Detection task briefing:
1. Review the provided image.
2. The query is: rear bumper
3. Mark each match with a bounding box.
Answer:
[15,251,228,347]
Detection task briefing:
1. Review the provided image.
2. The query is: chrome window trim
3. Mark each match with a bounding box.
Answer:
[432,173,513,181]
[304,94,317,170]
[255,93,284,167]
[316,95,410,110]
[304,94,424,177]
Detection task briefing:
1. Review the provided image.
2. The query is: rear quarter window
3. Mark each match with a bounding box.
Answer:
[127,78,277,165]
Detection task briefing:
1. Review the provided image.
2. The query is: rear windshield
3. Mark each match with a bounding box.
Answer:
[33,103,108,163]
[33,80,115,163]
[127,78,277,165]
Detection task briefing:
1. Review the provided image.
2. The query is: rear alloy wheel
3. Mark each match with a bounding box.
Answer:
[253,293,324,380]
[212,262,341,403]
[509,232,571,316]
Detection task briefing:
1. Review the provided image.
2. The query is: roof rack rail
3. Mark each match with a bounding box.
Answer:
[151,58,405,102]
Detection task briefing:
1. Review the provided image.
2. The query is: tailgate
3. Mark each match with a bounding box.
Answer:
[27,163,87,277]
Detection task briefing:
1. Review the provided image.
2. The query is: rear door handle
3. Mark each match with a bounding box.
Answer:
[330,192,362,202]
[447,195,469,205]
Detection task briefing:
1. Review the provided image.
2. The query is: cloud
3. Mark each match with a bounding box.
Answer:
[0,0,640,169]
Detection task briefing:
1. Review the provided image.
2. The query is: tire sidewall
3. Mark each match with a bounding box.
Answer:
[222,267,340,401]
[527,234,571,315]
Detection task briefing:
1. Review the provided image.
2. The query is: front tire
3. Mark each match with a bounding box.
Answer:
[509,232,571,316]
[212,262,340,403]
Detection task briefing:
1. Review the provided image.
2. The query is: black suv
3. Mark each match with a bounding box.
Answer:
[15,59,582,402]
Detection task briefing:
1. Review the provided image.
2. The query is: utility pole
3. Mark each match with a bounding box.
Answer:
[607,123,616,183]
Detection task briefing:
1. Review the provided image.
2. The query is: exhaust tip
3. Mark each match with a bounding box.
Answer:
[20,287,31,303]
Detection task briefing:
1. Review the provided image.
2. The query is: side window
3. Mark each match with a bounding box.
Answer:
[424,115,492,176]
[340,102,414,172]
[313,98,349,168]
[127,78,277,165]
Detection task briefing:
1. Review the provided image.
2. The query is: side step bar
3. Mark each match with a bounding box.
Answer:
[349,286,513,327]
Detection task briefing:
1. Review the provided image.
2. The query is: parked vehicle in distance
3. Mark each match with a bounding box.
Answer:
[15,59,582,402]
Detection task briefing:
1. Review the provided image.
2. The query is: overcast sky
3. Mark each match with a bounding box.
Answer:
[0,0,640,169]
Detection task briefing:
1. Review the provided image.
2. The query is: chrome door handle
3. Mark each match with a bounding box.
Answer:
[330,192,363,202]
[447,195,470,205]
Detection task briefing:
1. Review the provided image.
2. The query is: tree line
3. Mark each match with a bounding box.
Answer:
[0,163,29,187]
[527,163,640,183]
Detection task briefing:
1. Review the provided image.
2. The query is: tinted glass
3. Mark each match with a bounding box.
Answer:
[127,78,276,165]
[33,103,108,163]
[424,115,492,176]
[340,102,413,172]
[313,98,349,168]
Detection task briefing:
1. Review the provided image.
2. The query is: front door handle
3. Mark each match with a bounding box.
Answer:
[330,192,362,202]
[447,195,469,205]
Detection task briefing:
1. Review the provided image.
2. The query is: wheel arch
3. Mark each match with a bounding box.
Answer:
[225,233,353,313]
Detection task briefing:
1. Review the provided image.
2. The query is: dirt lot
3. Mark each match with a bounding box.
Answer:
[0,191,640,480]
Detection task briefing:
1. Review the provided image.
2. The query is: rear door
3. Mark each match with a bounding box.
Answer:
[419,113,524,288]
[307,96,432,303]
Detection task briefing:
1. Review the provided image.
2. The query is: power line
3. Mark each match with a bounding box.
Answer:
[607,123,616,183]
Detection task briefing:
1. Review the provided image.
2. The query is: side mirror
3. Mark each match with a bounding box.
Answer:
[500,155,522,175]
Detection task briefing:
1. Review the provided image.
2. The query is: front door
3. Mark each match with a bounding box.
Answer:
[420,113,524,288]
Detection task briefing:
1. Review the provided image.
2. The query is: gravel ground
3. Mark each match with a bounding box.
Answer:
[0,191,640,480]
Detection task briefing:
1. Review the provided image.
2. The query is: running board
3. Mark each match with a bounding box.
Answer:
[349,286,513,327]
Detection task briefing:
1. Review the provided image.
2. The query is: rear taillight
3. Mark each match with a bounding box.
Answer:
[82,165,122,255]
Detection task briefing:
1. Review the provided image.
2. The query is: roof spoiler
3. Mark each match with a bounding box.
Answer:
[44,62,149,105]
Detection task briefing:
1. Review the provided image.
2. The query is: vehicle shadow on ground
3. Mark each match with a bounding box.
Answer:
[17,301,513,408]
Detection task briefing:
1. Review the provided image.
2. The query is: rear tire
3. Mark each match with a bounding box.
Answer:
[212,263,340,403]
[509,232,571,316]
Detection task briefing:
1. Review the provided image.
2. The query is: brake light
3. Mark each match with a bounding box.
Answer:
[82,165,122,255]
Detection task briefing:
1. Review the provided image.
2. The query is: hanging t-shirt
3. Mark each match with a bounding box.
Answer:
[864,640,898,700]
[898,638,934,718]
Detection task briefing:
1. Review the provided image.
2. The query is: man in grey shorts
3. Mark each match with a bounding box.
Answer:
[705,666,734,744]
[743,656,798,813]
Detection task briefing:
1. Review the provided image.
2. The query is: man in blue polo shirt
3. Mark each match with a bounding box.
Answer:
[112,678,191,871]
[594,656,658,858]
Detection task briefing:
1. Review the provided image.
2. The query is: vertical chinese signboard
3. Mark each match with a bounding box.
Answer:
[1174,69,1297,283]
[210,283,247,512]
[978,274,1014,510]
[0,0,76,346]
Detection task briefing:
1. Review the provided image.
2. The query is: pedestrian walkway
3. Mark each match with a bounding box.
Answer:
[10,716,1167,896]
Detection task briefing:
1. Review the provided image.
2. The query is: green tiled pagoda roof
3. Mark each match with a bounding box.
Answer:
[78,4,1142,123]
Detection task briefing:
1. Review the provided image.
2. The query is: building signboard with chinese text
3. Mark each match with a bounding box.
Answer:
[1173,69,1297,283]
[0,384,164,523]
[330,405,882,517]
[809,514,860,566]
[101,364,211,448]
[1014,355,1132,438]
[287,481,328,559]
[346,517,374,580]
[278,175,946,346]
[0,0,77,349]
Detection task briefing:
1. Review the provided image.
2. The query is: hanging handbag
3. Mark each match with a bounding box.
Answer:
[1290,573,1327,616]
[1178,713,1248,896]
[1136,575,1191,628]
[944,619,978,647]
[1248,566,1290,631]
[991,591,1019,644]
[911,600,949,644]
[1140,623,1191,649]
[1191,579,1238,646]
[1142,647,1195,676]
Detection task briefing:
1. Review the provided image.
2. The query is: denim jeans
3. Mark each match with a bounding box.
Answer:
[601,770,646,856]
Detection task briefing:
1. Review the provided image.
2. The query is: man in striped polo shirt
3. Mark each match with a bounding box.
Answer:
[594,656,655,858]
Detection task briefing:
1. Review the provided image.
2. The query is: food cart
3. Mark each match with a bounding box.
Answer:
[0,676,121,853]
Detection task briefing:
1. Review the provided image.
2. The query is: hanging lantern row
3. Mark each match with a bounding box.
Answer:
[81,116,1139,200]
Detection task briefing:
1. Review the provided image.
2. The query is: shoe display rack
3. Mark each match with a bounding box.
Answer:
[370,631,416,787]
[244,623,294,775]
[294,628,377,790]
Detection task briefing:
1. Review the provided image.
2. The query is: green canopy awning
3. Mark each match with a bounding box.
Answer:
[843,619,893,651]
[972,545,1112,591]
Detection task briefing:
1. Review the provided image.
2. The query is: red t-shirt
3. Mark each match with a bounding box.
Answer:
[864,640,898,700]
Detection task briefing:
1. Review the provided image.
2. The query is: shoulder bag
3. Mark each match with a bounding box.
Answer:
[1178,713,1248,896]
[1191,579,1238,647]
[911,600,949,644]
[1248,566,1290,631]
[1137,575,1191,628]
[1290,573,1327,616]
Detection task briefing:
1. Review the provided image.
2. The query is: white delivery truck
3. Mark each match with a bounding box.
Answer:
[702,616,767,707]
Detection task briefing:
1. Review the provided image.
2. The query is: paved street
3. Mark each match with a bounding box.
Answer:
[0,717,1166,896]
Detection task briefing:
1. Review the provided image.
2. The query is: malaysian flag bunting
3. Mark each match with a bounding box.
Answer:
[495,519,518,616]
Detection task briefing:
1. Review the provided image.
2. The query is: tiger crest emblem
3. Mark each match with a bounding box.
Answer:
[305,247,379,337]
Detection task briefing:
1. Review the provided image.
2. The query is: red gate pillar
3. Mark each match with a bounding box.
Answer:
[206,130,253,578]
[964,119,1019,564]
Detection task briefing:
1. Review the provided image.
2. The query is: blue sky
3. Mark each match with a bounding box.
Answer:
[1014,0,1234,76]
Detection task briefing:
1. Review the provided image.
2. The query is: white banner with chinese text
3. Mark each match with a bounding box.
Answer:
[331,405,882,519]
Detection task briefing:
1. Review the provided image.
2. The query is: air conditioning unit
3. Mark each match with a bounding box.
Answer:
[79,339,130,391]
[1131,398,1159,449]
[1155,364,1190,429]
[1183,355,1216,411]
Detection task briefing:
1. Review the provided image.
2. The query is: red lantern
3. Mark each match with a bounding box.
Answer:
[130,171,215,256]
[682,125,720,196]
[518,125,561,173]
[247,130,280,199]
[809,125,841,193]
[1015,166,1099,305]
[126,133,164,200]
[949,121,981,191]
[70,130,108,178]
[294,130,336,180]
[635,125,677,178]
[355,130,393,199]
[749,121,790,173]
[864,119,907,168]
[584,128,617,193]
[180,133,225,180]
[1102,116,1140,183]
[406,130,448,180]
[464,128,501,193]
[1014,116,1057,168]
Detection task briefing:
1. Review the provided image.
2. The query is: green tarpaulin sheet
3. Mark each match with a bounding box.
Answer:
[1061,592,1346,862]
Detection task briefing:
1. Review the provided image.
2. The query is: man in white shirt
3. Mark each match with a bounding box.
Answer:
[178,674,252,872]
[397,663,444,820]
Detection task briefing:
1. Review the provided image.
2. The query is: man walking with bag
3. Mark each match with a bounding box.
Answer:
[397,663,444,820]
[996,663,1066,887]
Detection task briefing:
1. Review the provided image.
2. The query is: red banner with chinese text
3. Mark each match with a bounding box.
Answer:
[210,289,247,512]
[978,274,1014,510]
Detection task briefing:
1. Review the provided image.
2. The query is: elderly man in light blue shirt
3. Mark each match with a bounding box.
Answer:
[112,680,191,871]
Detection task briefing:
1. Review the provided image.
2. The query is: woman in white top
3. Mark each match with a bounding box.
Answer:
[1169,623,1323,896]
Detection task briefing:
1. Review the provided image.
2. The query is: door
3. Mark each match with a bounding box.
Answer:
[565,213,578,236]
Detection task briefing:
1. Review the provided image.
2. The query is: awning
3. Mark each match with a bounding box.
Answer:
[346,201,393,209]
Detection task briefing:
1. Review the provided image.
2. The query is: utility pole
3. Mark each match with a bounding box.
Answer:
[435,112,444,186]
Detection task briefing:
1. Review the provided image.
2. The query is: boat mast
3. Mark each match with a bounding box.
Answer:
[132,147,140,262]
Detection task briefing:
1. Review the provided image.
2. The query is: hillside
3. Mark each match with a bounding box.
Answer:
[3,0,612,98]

##########

(Brief): Copy the material word for word, from its first line through the line containing "[27,163,87,277]".

(Solution):
Detection task briefing:
1. Review the provided image.
2. The query is: rear bumper
3. Mark each match with a bounding box.
Answer:
[15,251,228,347]
Detection task briefing:
1. Review the provided image.
2. The query is: chrome window trim
3. Mark each match with a bounding box.
Answer:
[432,173,513,181]
[304,94,317,170]
[255,93,284,167]
[316,95,410,110]
[304,94,424,177]
Detection task briefing:
1. Review the provided image.
2. The query is: rear quarter window
3. Mark each match with a bounding box.
Answer:
[127,78,277,165]
Detection task briefing:
1. Review the provided image.
2. The query is: rear windshield
3. Mark each match with a bounding box.
Answer:
[33,103,108,163]
[33,80,115,163]
[127,78,277,165]
Detection task briefing:
1. Review the provided image.
2. The query is: rear alloy wheel
3. Mark each match with a bounding box.
Answer:
[253,293,324,380]
[212,262,341,403]
[509,232,571,316]
Detection task briefing:
1. Review the provided image.
2. The query is: roof rack rail
3. Mark each match with a bounding box.
Answer:
[151,58,405,102]
Detection task briefing:
1. Review the provided image.
2. The query is: tailgate
3. Mark each match with a bounding box.
Answer:
[27,163,87,277]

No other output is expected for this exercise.